[Opening EXTRACTED TEXT section]

Friday, January 30, 2009

WAR IN THREE PARTS: A Moment in Soul

WARNING: Please do not read this unless you are ready for stark imagery. James Hillman suggests that Spirit is arrow-like, soaring into the heavens of light and life, but that Soul meanders through the labyrinthine corridors of the dark Underworld. This is an exposition, a mediation in Soul, a meditation from the Underworld, especially section III.



I. "War (Polemos) is the father of all that is."

from Heraclitus, Fragments of Philosophy



II. THERE IS A WAR
lyrics by Leonard Cohen

There is a war between the rich and poor,
a war between the man and the woman.
There is a war between the ones who say there is a war
and the ones who say there isn't.

Why don't you come on back to the war, that's right, get in it,
why don't you come on back to the war, it's just beginning.

Well I live here with a woman and a child,
the situation makes me kind of nervous.
Yes, I rise up from her arms, she says "I guess you call this love";
I call it service.

[Closing EXTRACTED TEXT section]
[Opening INPUT DATA section]

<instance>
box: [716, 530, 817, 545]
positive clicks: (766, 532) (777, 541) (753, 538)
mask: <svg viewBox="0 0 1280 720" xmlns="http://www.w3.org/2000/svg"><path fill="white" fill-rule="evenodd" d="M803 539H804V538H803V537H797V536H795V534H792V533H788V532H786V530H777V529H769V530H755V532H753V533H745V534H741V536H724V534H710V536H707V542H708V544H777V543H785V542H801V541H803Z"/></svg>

[Closing INPUT DATA section]

- [WHAT TO WORK ON] From the post about war, repeat the passage starting with "There is a war between the rich" and going on through "kind of nervous.".

- [TASK SOLUTION]
There is a war between the rich and poor,
a war between the man and the woman.
There is a war between the ones who say there is a war
and the ones who say there isn't.

Why don't you come on back to the war, that's right, get in it,
why don't you come on back to the war, it's just beginning.

Well I live here with a woman and a child,
the situation makes me kind of nervous.